# Exercice court:
Recueillez et recopiez chaque ligne des items ci-dessous contenant le mot « skyscraper », en tenant compte de la casse.

# Données de l'exercice:
#####

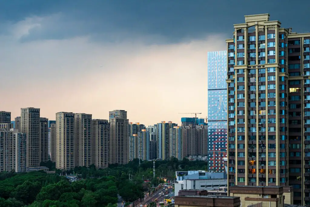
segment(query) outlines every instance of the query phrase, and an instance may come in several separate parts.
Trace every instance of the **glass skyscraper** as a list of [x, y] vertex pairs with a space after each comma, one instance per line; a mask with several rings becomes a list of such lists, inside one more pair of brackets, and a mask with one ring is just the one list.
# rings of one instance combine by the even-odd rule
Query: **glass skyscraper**
[[208, 52], [208, 156], [209, 170], [224, 172], [227, 155], [227, 55]]

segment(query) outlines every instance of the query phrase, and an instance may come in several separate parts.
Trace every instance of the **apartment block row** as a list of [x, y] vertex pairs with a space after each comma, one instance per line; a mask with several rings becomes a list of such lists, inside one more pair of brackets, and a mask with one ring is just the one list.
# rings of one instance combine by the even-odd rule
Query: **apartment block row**
[[48, 119], [40, 109], [22, 108], [15, 119], [14, 126], [11, 113], [0, 111], [0, 172], [25, 172], [48, 160]]
[[131, 123], [130, 160], [135, 158], [169, 160], [171, 157], [182, 160], [189, 155], [206, 155], [207, 126], [203, 119], [202, 121], [195, 119], [182, 118], [181, 126], [170, 121], [162, 121], [147, 127], [140, 123]]
[[310, 206], [310, 33], [245, 19], [226, 40], [228, 192], [292, 186], [293, 204]]

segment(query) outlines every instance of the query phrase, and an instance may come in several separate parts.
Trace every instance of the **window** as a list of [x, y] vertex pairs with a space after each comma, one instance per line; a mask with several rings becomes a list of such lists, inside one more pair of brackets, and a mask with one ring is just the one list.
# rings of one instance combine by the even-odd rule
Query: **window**
[[258, 36], [258, 40], [264, 40], [265, 39], [265, 35], [260, 35]]
[[290, 88], [289, 90], [290, 93], [300, 92], [300, 88]]
[[237, 86], [237, 91], [244, 91], [244, 86]]
[[244, 49], [244, 44], [239, 44], [237, 45], [237, 49]]
[[250, 50], [254, 50], [255, 48], [255, 44], [252, 44], [248, 46], [248, 49]]
[[266, 93], [260, 93], [259, 94], [259, 98], [266, 98]]
[[268, 54], [267, 55], [268, 56], [273, 56], [276, 55], [276, 51], [275, 50], [269, 50], [268, 51]]
[[275, 84], [268, 84], [268, 89], [275, 89]]
[[256, 78], [255, 77], [251, 77], [249, 78], [249, 82], [250, 83], [253, 83], [255, 82]]
[[259, 65], [264, 65], [266, 63], [266, 61], [264, 60], [262, 60], [259, 61], [258, 62]]
[[237, 41], [244, 41], [244, 36], [237, 36]]
[[286, 54], [285, 51], [281, 51], [279, 52], [279, 56], [286, 56]]
[[265, 48], [266, 45], [265, 43], [260, 44], [258, 46], [259, 49], [264, 49]]
[[249, 56], [250, 57], [256, 57], [256, 53], [250, 52], [249, 53]]
[[263, 85], [259, 86], [258, 89], [260, 91], [265, 90], [266, 89], [266, 86]]
[[237, 53], [237, 57], [244, 57], [244, 53], [238, 52]]
[[259, 77], [258, 81], [259, 82], [265, 82], [266, 81], [266, 78], [265, 77]]
[[268, 59], [268, 63], [276, 63], [275, 59]]
[[274, 73], [276, 72], [276, 68], [268, 68], [267, 71], [268, 73]]
[[258, 57], [265, 57], [265, 52], [259, 52], [258, 53]]
[[233, 50], [235, 49], [235, 46], [233, 44], [231, 44], [228, 45], [228, 49], [229, 50]]
[[244, 61], [237, 61], [237, 65], [244, 65]]
[[265, 70], [264, 68], [260, 68], [258, 69], [259, 73], [265, 73]]
[[276, 47], [276, 42], [269, 42], [267, 43], [267, 47]]
[[250, 65], [255, 65], [255, 61], [248, 61], [248, 64]]
[[276, 38], [276, 34], [267, 34], [267, 39], [274, 39]]
[[275, 75], [269, 75], [268, 76], [268, 81], [276, 80]]
[[244, 73], [244, 70], [243, 69], [238, 69], [237, 71], [238, 72], [237, 73], [237, 74], [243, 74]]
[[255, 74], [256, 72], [256, 70], [255, 69], [251, 69], [249, 70], [249, 74]]
[[244, 77], [239, 77], [237, 78], [237, 82], [241, 83], [241, 82], [244, 82]]
[[276, 93], [268, 93], [268, 98], [275, 98]]

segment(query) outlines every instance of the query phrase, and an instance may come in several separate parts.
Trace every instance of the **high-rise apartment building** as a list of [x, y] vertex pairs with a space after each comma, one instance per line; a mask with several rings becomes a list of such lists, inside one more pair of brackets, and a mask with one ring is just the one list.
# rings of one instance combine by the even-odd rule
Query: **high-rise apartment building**
[[[225, 82], [226, 83], [226, 82]], [[205, 123], [205, 119], [193, 117], [182, 117], [181, 119], [182, 126], [196, 126], [196, 125], [206, 125]]]
[[110, 124], [108, 120], [93, 119], [92, 122], [93, 160], [97, 168], [108, 166]]
[[[127, 119], [127, 112], [114, 110], [110, 111], [109, 114], [110, 135], [109, 161], [111, 164], [126, 164], [129, 161], [129, 122]], [[114, 118], [112, 118], [112, 116]], [[121, 118], [115, 118], [117, 116]]]
[[224, 170], [227, 156], [227, 67], [226, 51], [208, 52], [208, 158], [214, 172]]
[[0, 111], [0, 123], [11, 123], [11, 112]]
[[15, 125], [14, 128], [18, 130], [19, 132], [21, 132], [21, 118], [20, 116], [15, 118]]
[[74, 115], [76, 166], [88, 167], [93, 164], [91, 121], [91, 114]]
[[228, 186], [292, 186], [309, 205], [310, 33], [269, 18], [245, 16], [226, 40]]
[[170, 129], [169, 156], [182, 159], [182, 128], [175, 126]]
[[114, 110], [109, 111], [109, 121], [115, 118], [119, 118], [126, 119], [127, 119], [127, 112], [124, 110]]
[[157, 151], [158, 158], [161, 160], [169, 160], [170, 159], [170, 136], [172, 133], [170, 133], [170, 129], [178, 124], [169, 121], [166, 123], [162, 121], [161, 123], [157, 124]]
[[26, 139], [17, 129], [0, 128], [0, 172], [26, 172]]
[[[51, 161], [55, 162], [56, 160], [56, 124], [51, 124], [50, 130], [50, 156]], [[59, 133], [59, 131], [58, 131]]]
[[40, 161], [40, 109], [21, 108], [21, 131], [26, 135], [27, 166], [38, 167]]
[[141, 160], [149, 160], [149, 134], [143, 129], [138, 133], [137, 142], [137, 158]]
[[153, 160], [157, 158], [156, 147], [157, 134], [156, 128], [157, 125], [149, 126], [146, 128], [146, 131], [148, 132], [150, 137], [150, 148], [149, 156], [150, 160]]
[[181, 158], [191, 155], [205, 155], [207, 153], [208, 127], [184, 126], [181, 128]]
[[46, 118], [40, 118], [40, 162], [48, 160], [48, 128]]
[[74, 138], [74, 114], [59, 112], [56, 113], [56, 168], [74, 168], [77, 144]]

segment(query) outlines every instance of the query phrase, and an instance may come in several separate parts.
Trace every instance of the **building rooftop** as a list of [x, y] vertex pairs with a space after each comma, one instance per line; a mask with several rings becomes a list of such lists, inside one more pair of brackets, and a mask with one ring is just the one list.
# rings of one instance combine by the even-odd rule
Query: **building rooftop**
[[177, 196], [176, 197], [188, 197], [192, 198], [237, 198], [239, 197], [235, 196]]

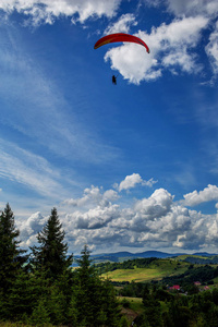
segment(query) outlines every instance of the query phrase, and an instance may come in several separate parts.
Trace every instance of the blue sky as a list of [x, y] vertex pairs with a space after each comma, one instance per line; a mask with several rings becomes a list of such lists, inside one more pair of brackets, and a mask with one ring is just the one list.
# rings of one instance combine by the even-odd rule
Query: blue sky
[[[118, 32], [150, 53], [94, 50]], [[217, 252], [217, 0], [4, 0], [0, 43], [0, 209], [22, 246], [56, 206], [73, 253]]]

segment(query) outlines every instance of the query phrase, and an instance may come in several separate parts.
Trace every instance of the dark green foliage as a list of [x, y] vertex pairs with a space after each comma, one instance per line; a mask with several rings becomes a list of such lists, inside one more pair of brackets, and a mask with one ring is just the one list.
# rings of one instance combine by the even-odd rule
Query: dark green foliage
[[52, 279], [59, 278], [65, 270], [70, 272], [73, 256], [66, 255], [68, 244], [63, 243], [64, 231], [56, 208], [51, 210], [51, 216], [37, 239], [40, 245], [31, 247], [34, 269], [45, 271], [46, 277]]
[[0, 216], [0, 290], [4, 296], [7, 296], [22, 264], [26, 261], [26, 257], [21, 255], [25, 251], [19, 249], [19, 234], [14, 225], [13, 211], [7, 204]]
[[102, 281], [89, 258], [87, 245], [82, 251], [76, 269], [75, 305], [78, 312], [78, 326], [110, 326], [119, 325], [119, 308], [116, 292], [109, 281]]

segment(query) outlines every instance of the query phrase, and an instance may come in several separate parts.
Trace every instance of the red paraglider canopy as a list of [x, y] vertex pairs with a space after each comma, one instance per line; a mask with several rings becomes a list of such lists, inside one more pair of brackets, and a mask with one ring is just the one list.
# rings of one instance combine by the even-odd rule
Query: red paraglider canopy
[[109, 34], [104, 37], [101, 37], [94, 46], [94, 49], [98, 49], [99, 47], [112, 44], [112, 43], [134, 43], [142, 45], [146, 48], [147, 52], [149, 53], [148, 46], [140, 38], [130, 34], [125, 33], [116, 33], [116, 34]]

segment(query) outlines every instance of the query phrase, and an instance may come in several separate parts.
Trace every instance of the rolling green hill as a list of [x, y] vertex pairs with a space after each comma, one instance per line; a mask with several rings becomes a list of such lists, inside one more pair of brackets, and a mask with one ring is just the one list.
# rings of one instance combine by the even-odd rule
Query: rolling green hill
[[[213, 263], [213, 258], [209, 263], [205, 262], [206, 259], [208, 258], [198, 255], [181, 255], [175, 258], [143, 258], [124, 263], [105, 263], [97, 265], [97, 267], [104, 278], [109, 278], [116, 282], [162, 280], [166, 283], [181, 283], [183, 280], [187, 282], [216, 280], [218, 276], [217, 265]], [[193, 264], [196, 261], [199, 263]]]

#####

# Réponse attendue:
Trace every instance of the **glass skyscraper** as a list of [x, y] vertex pairs with a space after each comma, one instance per line; a mask with several rings becomes a list of such lists, inside one more pair of brackets, and a mask with one ring is just the one list.
Query: **glass skyscraper**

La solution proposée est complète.